**DATA PROVIDED:**
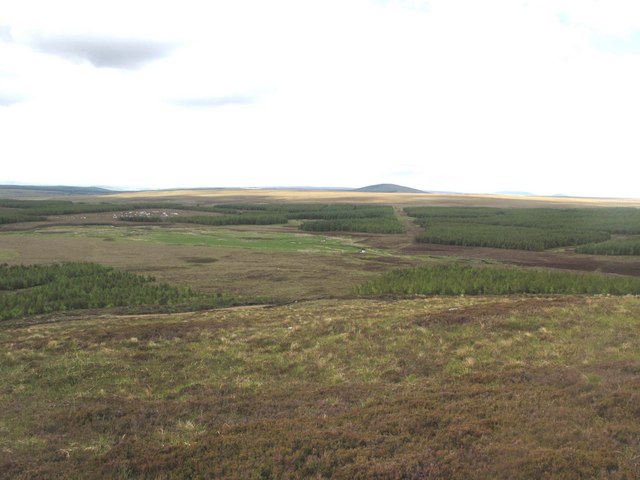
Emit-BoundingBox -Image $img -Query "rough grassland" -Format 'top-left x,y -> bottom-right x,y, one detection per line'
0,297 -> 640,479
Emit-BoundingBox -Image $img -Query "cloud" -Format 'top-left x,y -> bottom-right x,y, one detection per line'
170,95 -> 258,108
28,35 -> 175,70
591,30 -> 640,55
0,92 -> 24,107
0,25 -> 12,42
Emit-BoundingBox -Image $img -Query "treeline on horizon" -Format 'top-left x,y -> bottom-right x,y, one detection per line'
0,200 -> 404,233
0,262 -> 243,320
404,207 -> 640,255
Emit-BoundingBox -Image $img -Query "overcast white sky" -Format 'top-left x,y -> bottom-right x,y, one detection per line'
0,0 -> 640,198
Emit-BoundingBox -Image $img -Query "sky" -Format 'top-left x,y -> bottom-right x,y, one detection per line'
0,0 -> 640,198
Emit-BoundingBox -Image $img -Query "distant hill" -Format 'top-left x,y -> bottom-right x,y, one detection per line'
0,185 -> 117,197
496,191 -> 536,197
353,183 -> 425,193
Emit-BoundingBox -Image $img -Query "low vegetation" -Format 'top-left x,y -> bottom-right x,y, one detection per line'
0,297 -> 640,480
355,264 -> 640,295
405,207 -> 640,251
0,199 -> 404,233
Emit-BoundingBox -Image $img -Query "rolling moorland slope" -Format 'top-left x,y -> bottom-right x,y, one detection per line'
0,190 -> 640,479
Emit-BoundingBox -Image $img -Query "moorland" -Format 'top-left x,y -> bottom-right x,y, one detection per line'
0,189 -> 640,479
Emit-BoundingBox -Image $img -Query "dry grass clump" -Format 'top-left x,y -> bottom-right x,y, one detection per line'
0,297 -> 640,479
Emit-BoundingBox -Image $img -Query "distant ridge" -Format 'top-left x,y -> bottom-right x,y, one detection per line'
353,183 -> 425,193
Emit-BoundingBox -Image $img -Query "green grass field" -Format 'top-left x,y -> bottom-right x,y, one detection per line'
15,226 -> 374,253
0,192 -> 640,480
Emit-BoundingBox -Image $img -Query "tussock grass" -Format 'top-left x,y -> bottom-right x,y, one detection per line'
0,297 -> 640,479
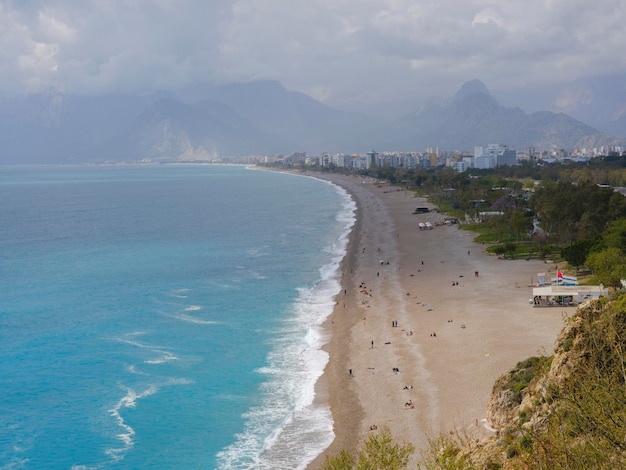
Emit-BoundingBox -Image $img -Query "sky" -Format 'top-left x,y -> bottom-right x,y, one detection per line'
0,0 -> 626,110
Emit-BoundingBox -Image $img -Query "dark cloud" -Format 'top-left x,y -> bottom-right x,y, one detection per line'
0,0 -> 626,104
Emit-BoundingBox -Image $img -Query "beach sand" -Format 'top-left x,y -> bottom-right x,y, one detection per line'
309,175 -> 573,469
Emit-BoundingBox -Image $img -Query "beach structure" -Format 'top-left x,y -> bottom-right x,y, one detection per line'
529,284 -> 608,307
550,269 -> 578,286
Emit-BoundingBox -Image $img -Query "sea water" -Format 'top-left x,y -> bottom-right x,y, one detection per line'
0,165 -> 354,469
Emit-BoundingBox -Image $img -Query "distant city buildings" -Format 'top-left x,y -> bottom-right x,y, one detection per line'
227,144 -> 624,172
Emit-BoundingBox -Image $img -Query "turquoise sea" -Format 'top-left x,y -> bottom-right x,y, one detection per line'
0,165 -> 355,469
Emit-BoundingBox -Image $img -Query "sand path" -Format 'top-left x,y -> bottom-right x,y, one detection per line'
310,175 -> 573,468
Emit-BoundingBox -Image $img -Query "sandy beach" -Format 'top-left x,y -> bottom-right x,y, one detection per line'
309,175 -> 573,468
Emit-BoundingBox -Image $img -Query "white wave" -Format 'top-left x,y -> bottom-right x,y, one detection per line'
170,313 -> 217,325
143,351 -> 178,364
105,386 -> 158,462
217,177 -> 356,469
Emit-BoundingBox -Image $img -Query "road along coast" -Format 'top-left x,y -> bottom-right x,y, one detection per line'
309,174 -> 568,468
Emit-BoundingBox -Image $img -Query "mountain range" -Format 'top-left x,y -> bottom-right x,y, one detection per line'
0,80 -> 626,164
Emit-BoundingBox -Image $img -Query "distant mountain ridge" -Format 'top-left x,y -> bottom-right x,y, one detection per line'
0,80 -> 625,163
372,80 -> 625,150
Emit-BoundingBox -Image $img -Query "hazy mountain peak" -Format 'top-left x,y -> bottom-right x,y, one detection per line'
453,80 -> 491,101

**REQUIREMENTS:** Copy the data from its start through the line containing "0,25 -> 12,42", including both ends, and leave the pictures out of your copy.

**EXERCISE RESULT:**
Emit-BoundingBox -Image $img -Query "rough grassland" -Format 'top-left x,y -> bottom-right x,y, one detection per line'
0,297 -> 640,479
Emit-BoundingBox -Image $img -Query "cloud" -Format 'top-left x,y -> bottom-right x,y, one detection per line'
170,95 -> 258,108
28,35 -> 175,70
591,30 -> 640,55
0,92 -> 24,107
0,25 -> 12,42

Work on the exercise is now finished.